Cette rhétorique n’a rien de nouveau. Dès mai dernier, nous y avions droit : “Les vacances vont dépendre des efforts des Français”, nous menaçait ainsi Jean-Baptiste Lemoyne, secrétaire d’Etat au tourisme. Nommé en 2017, personne n’a entendu parler de lui en trois ans, mais il vient tout de même s’adresser à nous comme si nous n’avions pas plus de neuf ans et demi. Un chantage aux vacances qui ressemble fort aux punitions collectives, que certaines et certains d’entre vous ont pu connaître à l’école : “il y en a qui parlent, donc tout le monde est privé de récré !”. Au delà du souvenir émouvant, ce procédé a pour effet de diviser les gens entre les “bons”et les “mauvais” citoyens et, surtout, de faire disparaître la responsabilité des ministres de l’équation.

Dès le début du mois d’avril 2020, au commencement de notre 3ème semaine à nous la couler douce, heureusement édifié par France Inter qui nous apprend comment gérer tout ce temps libre (yoga, podcast, confection d’anchoïade de truffes au grand marnier, etc), le ministre de l’économie Bruno Le Maire prévenait : des “efforts seront attendus”. Europe 1 nous expliquait, avec le zèle de l’élève du premier rang qui a bien écouté sa leçon du jour : “Sans être dit tel quel par le ministre de l’Économie, ça signifie aussi sûrement qu’il va par exemple leur falloir adapter leur vacances cet été pour récupérer le temps perdu, et produire ce qu’il faudra produire.” Les salariés qui estiment produire ou acheminer des biens non-essentiels, comme ceux d’Amazon, sont priés d’obéir à leur manager.

_SÉRIE D'EXERCICES_.
a) D'après le document, quelle fonction Jean-Baptiste Lemoyne occupe-t-il ?
b) Reprenez le texte sur le chantage aux vacances et prolongez-le à partir de sa dernière phrase.

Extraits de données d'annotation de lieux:
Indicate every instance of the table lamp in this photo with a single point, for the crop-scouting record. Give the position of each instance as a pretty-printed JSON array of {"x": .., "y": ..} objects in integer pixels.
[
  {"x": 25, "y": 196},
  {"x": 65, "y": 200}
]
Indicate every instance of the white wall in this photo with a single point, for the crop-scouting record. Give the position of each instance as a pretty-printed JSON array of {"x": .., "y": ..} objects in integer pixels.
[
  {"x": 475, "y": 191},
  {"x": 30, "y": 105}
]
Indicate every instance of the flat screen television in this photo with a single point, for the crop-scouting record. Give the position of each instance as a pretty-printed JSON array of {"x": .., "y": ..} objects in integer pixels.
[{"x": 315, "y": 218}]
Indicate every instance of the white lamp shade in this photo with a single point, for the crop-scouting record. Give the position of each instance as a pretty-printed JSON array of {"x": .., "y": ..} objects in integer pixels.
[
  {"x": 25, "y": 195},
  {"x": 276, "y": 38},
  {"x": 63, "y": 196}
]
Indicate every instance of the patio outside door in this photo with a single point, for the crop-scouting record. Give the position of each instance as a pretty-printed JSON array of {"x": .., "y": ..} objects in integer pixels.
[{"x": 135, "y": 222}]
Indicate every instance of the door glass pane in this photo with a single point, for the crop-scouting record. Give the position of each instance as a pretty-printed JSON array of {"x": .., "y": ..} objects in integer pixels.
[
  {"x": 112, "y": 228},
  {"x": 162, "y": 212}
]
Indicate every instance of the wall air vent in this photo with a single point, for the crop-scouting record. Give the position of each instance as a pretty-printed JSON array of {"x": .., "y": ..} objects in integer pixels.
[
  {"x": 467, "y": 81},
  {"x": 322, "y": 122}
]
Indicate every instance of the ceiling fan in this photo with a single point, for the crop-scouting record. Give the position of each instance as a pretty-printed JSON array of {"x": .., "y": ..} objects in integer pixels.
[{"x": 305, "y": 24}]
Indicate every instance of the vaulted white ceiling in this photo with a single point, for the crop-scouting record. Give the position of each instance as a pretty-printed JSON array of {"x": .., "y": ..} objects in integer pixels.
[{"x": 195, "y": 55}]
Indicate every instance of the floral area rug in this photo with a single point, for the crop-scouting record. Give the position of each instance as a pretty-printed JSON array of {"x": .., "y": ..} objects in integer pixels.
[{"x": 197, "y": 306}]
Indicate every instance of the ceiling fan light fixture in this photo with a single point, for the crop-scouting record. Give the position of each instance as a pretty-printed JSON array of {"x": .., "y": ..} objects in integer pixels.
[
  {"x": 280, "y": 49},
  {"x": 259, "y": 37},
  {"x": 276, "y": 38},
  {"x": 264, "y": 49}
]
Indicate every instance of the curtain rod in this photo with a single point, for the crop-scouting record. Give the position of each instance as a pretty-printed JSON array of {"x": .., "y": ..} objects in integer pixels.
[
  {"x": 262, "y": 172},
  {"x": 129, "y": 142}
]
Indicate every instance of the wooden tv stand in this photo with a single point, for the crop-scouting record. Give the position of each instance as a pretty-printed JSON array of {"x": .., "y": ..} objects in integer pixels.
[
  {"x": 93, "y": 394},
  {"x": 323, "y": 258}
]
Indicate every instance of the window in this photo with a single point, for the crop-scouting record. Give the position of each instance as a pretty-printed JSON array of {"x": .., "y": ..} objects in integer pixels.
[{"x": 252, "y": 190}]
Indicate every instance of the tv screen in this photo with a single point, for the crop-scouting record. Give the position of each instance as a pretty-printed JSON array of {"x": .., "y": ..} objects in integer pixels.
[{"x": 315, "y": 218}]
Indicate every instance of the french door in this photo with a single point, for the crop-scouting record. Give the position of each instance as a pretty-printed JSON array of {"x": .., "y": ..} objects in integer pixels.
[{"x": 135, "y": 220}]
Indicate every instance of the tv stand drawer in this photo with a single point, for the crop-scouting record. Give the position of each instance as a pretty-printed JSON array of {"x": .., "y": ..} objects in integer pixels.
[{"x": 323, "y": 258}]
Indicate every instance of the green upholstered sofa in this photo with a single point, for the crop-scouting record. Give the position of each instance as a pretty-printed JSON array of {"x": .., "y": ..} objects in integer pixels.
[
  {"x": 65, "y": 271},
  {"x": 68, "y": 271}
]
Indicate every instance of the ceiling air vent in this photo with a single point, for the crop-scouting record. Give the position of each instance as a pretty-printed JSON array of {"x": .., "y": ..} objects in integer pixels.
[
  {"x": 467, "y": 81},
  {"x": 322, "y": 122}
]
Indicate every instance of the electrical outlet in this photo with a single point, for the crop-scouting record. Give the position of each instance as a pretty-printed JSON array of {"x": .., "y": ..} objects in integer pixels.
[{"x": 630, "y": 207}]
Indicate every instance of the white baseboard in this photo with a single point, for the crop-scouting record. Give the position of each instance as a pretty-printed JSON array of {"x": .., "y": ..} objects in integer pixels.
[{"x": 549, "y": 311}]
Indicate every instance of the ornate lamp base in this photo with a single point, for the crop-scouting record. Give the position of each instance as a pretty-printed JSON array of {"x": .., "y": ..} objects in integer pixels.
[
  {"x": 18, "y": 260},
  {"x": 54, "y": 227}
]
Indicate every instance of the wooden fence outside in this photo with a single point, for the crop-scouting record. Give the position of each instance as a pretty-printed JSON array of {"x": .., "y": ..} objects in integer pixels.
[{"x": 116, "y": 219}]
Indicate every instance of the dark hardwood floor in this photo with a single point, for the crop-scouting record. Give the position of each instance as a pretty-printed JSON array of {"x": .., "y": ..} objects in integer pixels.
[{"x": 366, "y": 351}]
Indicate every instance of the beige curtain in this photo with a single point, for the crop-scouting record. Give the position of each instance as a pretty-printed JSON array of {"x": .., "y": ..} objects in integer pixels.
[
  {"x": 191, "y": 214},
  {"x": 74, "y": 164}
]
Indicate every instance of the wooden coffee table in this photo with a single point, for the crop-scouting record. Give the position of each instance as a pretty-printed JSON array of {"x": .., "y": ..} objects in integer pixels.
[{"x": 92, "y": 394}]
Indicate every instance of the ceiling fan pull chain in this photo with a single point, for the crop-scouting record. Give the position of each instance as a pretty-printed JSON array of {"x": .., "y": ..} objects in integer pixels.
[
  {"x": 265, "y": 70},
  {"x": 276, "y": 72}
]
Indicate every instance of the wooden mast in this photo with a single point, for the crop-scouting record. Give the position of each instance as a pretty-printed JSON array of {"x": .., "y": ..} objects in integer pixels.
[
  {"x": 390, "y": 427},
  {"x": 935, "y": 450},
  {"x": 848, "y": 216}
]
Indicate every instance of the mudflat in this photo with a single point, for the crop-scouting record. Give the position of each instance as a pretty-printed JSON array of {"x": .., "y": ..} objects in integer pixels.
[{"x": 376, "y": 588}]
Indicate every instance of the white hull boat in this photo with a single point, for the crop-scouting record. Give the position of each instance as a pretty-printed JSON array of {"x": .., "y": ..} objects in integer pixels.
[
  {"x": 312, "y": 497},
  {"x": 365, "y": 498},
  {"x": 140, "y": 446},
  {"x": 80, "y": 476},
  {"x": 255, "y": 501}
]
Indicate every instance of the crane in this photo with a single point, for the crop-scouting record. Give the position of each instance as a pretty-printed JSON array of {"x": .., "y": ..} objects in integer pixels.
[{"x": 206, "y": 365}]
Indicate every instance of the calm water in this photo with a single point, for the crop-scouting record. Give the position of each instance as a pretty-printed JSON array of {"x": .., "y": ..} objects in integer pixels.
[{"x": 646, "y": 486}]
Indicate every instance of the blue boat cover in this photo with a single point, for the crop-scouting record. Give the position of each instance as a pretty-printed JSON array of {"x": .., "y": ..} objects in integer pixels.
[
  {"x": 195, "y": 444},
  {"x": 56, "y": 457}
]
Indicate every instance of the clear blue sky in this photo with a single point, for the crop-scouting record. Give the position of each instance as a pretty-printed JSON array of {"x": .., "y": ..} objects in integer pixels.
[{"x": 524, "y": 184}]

_RÉPONSES PAR EXERCICE_.
a) Il est secrétaire d'État au tourisme.

b)
Tout le monde devra faire des efforts. Mais aux adultes, que sont les patrons et les actionnaires, le gouvernement demande poliment : pouvez-vous ne pas vous verser de dividendes, s’il vous plaît ? Non ? Bon, tant pis, ce n’est pas grave, vous savez certainement ce que vous faites.

Nous sommes des enfants irresponsables … depuis le référendum de 2005

Nous autres sommes de grands enfants, mais le confinement ne fait que mettre en valeur ce qui était déjà le cas, dans la tête de nos journalistes et de nos politiques, auparavant. Chaque 1er mai, en effet, nous faisons déjà de grandes “chamailleries”, à jouer au chat avec la police. Jeu de matraque rend patraque, jeu de grenade tue des vieilles dames. Cela reste bon enfant. Le 1er mai 2018, le petit Alexandre Benalla a eu son casque, et il a défoncé la tronche d’un petit manifestant qui était de toute façon un cancre. Macron s’est donc pris au jeu : “venez me cherchez, nananère !”, a-t-il déclaré face à ses playmobils de l’Assemblée nationale.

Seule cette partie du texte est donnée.